* **Consigne écrite A**: Recopiez, s'il vous plaît, l'extrait du passage sur René Perrot qui va de « Qu’il est intrigant, ce » jusqu'à « chouette chevêche, Grisette. ».
* **Consigne écrite B**: D'après le passage sur René Perrot, les affirmations suivantes sont-elles exactes ? Répondez par oui ou par non et citez les mots décisifs du passage. (i) Le titre de l'exposition est tiré du Bestiaire de Guillaume Apollinaire. (ii) L'exposition occupe un espace situé au pied du fort Saint-Jean. (iii) La chouette qui partageait l'atelier de l'artiste se nommait Grisette.
* **Consigne écrite C**: Poursuivez le passage sur René Perrot et son exposition au Mucem après sa dernière phrase.

* **Passage cité**:

Jusqu’au 10 mars, l'oeuvre vibrante de l'artiste René Perrot donne des couleurs au Mucem

Qu’il est intrigant, ce titre de la nouvelle exposition du Mucem ! Mon pauvre cœur est un hibou est une citation issue du Bestiaire de Guillaume Apollinaire. Or René Perrot, l’artiste à l’honneur dans le bel espace Rivière, en haut du fort Saint-Jean, aimait les bêtes et débordait de compassion pour les oiseaux de nuit, à son époque trop souvent cloués sur les portes des granges. Il en a peint, gravé, tissé, et a même ouvert son atelier à la cohabitation avec une chouette chevêche, Grisette.

[Relevés d'étiquetage de formes]
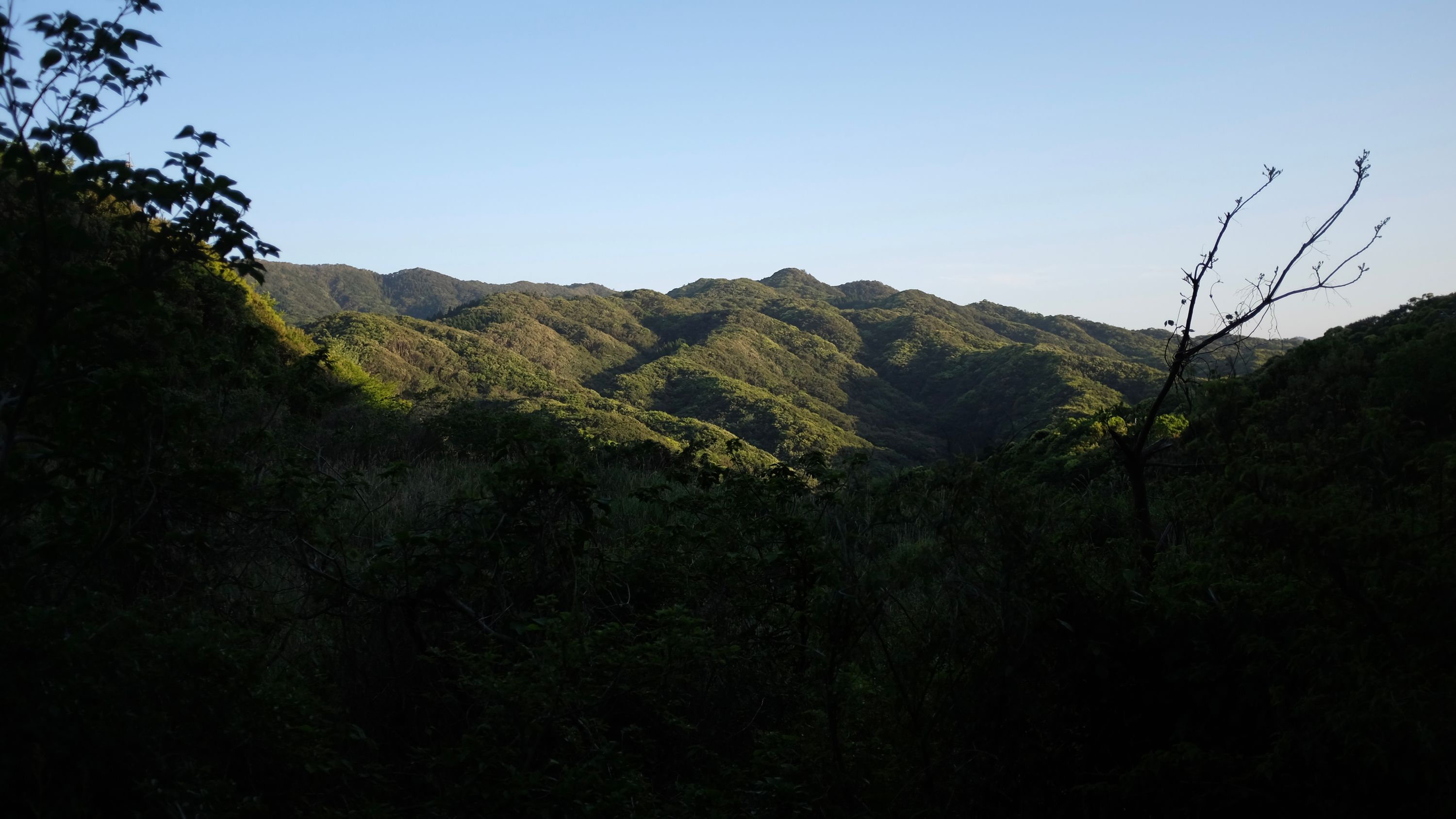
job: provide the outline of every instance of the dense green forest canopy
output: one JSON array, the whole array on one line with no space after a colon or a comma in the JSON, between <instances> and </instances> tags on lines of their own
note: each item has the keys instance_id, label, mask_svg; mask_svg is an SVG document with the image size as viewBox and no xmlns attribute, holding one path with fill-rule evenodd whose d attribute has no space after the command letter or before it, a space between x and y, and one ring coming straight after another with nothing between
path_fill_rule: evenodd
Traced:
<instances>
[{"instance_id":1,"label":"dense green forest canopy","mask_svg":"<svg viewBox=\"0 0 1456 819\"><path fill-rule=\"evenodd\" d=\"M553 287L269 262L261 289L411 400L510 400L619 442L737 436L769 458L862 451L895 466L1137 403L1169 340L795 268L667 294ZM1200 364L1246 372L1294 343L1242 339Z\"/></svg>"},{"instance_id":2,"label":"dense green forest canopy","mask_svg":"<svg viewBox=\"0 0 1456 819\"><path fill-rule=\"evenodd\" d=\"M792 269L300 327L89 105L0 132L7 815L1456 807L1456 295L1156 418L1156 336Z\"/></svg>"}]
</instances>

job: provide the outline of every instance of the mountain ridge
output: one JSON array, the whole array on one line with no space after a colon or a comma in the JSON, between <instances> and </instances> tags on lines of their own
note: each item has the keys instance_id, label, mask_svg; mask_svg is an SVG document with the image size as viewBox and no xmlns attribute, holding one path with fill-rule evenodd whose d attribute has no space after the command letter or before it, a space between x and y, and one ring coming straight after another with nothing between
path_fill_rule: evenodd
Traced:
<instances>
[{"instance_id":1,"label":"mountain ridge","mask_svg":"<svg viewBox=\"0 0 1456 819\"><path fill-rule=\"evenodd\" d=\"M303 327L406 399L513 401L619 442L737 436L780 460L929 463L1137 403L1168 337L799 268L658 292L271 265L261 289L290 317L348 307ZM1246 372L1290 346L1251 339L1204 369Z\"/></svg>"}]
</instances>

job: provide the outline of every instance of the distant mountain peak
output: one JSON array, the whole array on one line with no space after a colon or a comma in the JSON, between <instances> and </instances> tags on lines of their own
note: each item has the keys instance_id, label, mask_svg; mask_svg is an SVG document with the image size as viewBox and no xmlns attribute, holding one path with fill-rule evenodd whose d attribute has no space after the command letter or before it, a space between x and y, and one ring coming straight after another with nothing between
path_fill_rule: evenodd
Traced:
<instances>
[{"instance_id":1,"label":"distant mountain peak","mask_svg":"<svg viewBox=\"0 0 1456 819\"><path fill-rule=\"evenodd\" d=\"M827 285L808 275L801 268L783 268L772 276L759 279L759 284L775 289L788 289L801 295L836 297L843 295L839 288Z\"/></svg>"}]
</instances>

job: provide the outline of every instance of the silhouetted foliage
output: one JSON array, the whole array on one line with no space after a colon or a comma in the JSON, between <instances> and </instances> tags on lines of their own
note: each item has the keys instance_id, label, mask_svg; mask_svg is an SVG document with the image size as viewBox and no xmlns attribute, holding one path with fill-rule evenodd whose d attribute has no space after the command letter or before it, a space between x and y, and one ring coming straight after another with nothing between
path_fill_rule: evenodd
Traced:
<instances>
[{"instance_id":1,"label":"silhouetted foliage","mask_svg":"<svg viewBox=\"0 0 1456 819\"><path fill-rule=\"evenodd\" d=\"M1069 358L1139 343L1111 329L980 307L1067 333L1009 343L925 294L783 292L823 295L796 272L304 333L103 160L41 153L10 145L0 179L10 813L1456 803L1453 295L1194 383L1178 413L1093 400L1142 367ZM856 337L907 372L994 356L957 412L1056 378L1086 403L900 470L651 409L808 423L770 400L789 384L820 419L834 390L894 407L852 391ZM1176 441L1149 461L1176 532L1152 570L1115 442L1147 418Z\"/></svg>"}]
</instances>

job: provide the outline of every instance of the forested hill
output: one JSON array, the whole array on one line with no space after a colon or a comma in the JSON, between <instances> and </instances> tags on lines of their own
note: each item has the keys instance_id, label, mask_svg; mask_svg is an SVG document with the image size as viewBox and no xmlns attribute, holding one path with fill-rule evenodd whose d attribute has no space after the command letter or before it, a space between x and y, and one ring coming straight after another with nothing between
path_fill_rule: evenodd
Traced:
<instances>
[{"instance_id":1,"label":"forested hill","mask_svg":"<svg viewBox=\"0 0 1456 819\"><path fill-rule=\"evenodd\" d=\"M472 288L495 291L454 304ZM264 289L293 317L345 308L304 327L406 399L507 400L617 442L737 436L775 458L927 463L1133 404L1160 383L1168 337L795 268L662 294L269 265ZM1291 345L1249 339L1206 368Z\"/></svg>"},{"instance_id":2,"label":"forested hill","mask_svg":"<svg viewBox=\"0 0 1456 819\"><path fill-rule=\"evenodd\" d=\"M462 281L424 268L376 273L348 265L291 265L266 262L262 291L274 297L278 311L293 321L309 321L339 310L430 319L492 292L536 295L609 295L597 284L486 284Z\"/></svg>"}]
</instances>

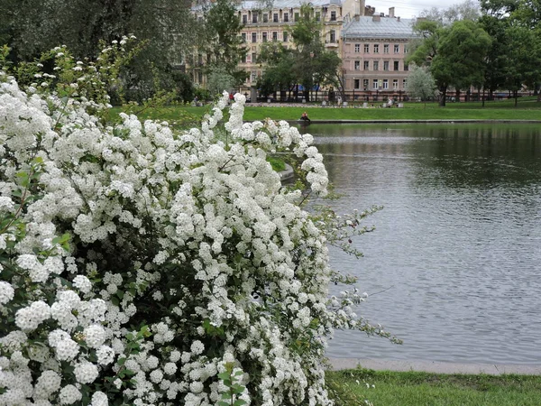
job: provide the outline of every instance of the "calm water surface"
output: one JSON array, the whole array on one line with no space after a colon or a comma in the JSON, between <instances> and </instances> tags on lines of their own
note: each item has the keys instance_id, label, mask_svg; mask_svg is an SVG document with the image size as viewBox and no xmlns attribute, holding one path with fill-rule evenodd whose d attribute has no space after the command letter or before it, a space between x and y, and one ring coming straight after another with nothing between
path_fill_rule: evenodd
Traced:
<instances>
[{"instance_id":1,"label":"calm water surface","mask_svg":"<svg viewBox=\"0 0 541 406\"><path fill-rule=\"evenodd\" d=\"M308 131L339 213L384 206L365 257L332 262L375 293L358 313L404 340L338 332L329 356L541 364L541 126Z\"/></svg>"}]
</instances>

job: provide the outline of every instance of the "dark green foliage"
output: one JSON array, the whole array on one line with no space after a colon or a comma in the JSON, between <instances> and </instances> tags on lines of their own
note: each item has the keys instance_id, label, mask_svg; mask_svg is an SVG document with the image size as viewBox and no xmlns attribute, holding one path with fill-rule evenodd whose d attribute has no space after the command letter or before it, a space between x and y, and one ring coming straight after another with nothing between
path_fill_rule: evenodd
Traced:
<instances>
[{"instance_id":1,"label":"dark green foliage","mask_svg":"<svg viewBox=\"0 0 541 406\"><path fill-rule=\"evenodd\" d=\"M212 55L207 70L215 68L224 69L239 85L247 78L247 73L237 68L246 55L247 50L240 36L243 29L234 3L231 0L217 0L206 13L206 53Z\"/></svg>"},{"instance_id":2,"label":"dark green foliage","mask_svg":"<svg viewBox=\"0 0 541 406\"><path fill-rule=\"evenodd\" d=\"M175 88L174 68L197 45L198 27L188 0L2 0L0 39L14 62L67 45L79 60L96 60L105 43L133 34L148 40L123 72L127 94L138 100Z\"/></svg>"}]
</instances>

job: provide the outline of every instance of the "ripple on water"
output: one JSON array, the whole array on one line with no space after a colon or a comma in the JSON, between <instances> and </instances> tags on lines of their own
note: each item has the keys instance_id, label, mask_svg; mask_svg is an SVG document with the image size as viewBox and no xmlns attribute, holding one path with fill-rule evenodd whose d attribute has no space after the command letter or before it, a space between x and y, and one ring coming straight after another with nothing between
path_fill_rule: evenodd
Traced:
<instances>
[{"instance_id":1,"label":"ripple on water","mask_svg":"<svg viewBox=\"0 0 541 406\"><path fill-rule=\"evenodd\" d=\"M365 257L333 265L381 291L357 312L404 340L340 331L330 356L541 364L541 134L451 128L317 138L337 211L385 207Z\"/></svg>"}]
</instances>

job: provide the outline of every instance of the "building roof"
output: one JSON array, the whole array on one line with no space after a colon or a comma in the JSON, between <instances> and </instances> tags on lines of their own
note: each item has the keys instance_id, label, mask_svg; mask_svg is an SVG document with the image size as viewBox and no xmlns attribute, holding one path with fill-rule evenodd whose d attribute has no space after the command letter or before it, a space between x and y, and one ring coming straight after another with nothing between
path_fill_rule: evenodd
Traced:
<instances>
[{"instance_id":1,"label":"building roof","mask_svg":"<svg viewBox=\"0 0 541 406\"><path fill-rule=\"evenodd\" d=\"M205 1L198 2L192 6L192 10L200 10L205 5ZM325 7L329 5L342 5L342 0L245 0L235 2L237 10L262 10L262 9L285 9L300 7L302 5L310 4L316 7Z\"/></svg>"},{"instance_id":2,"label":"building roof","mask_svg":"<svg viewBox=\"0 0 541 406\"><path fill-rule=\"evenodd\" d=\"M274 0L273 2L265 2L261 0L247 0L239 2L237 8L240 10L253 10L265 8L295 8L302 5L309 4L316 7L325 7L326 5L341 5L342 0ZM267 5L271 5L269 7Z\"/></svg>"},{"instance_id":3,"label":"building roof","mask_svg":"<svg viewBox=\"0 0 541 406\"><path fill-rule=\"evenodd\" d=\"M358 18L358 19L357 19ZM353 18L342 30L342 37L347 38L412 38L412 19L379 15Z\"/></svg>"}]
</instances>

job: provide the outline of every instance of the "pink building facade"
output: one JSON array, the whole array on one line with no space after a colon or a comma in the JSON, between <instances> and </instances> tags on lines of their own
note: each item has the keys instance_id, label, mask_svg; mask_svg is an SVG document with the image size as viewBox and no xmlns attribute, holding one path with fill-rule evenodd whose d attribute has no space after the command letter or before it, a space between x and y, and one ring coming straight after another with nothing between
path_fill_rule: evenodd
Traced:
<instances>
[{"instance_id":1,"label":"pink building facade","mask_svg":"<svg viewBox=\"0 0 541 406\"><path fill-rule=\"evenodd\" d=\"M342 69L346 98L371 103L403 99L413 23L395 17L390 8L388 15L357 16L345 24Z\"/></svg>"}]
</instances>

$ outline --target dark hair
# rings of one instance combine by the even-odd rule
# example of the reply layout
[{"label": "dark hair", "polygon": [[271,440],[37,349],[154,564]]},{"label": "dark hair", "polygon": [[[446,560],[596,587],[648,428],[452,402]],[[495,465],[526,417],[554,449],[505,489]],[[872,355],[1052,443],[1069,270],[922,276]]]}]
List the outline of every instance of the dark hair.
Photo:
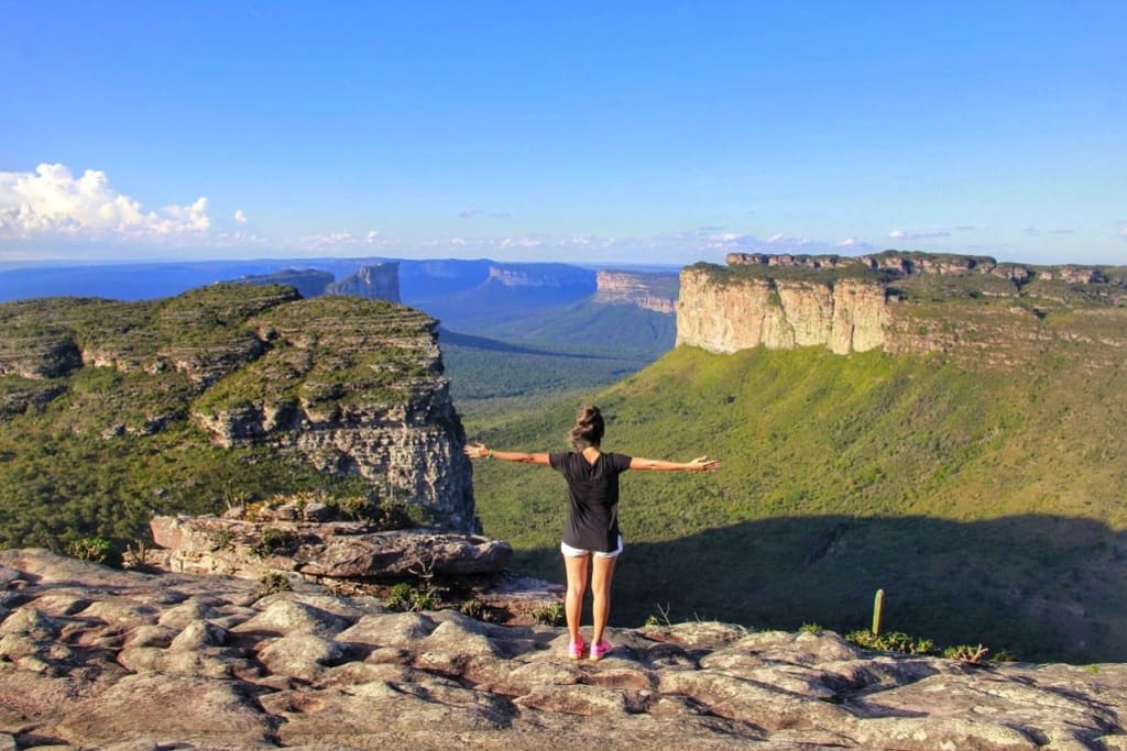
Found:
[{"label": "dark hair", "polygon": [[597,406],[585,406],[575,415],[575,426],[568,440],[573,448],[584,449],[587,446],[598,446],[603,441],[603,413]]}]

* **Réponse finale A**:
Qu’il est intrigant, ce titre de la nouvelle exposition du Mucem ! Mon pauvre cœur est un hibou est une citation issue du Bestiaire de Guillaume Apollinaire. Or René Perrot, l’artiste à l’honneur dans le bel espace Rivière, en haut du fort Saint-Jean, aimait les bêtes et débordait de compassion pour les oiseaux de nuit, à son époque trop souvent cloués sur les portes des granges. Il en a peint, gravé, tissé, et a même ouvert son atelier à la cohabitation avec une chouette chevêche, Grisette.

* **Réponse finale B**:
(i) Oui : « Mon pauvre cœur est un hibou est une citation issue du Bestiaire de Guillaume Apollinaire ».
(ii) Non : « dans le bel espace Rivière, en haut du fort Saint-Jean ».
(iii) Oui : « une chouette chevêche, Grisette ».

* **Réponse finale C**:
Un homme attentif

C’est ce qui frappe au sortir de cette exposition monographique : la profonde humanité imprégnant son œuvre protéiforme, son attention prêtée tant aux humains qu’aux animaux et aux plantes. Dans l’entrée, une immense tapisserie : loin de toute ostentation, René Perrot l’a intitulée Dans un fossé de mon village. Y éclate l’heureuse foison de décennies pré-glyphosate, chaque espèce de fleur ou de papillon détaillée dans son puissant élan vital. Très ingénieusement ouverte aux regards sur ses faces avant et arrière, elle dévoile le travail de précision des tapissiers de l’ombre, les artisans de la Manufacture d’Aubusson. Une scénographie rendant hommage à un homme attentif, toute sa vie (1912-1979), aux métiers et usages vernaculaires, notamment dans les campagnes, longtemps parcourues pour le compte de l’ancêtre du Mucem, le Musée des Arts et Traditions populaires.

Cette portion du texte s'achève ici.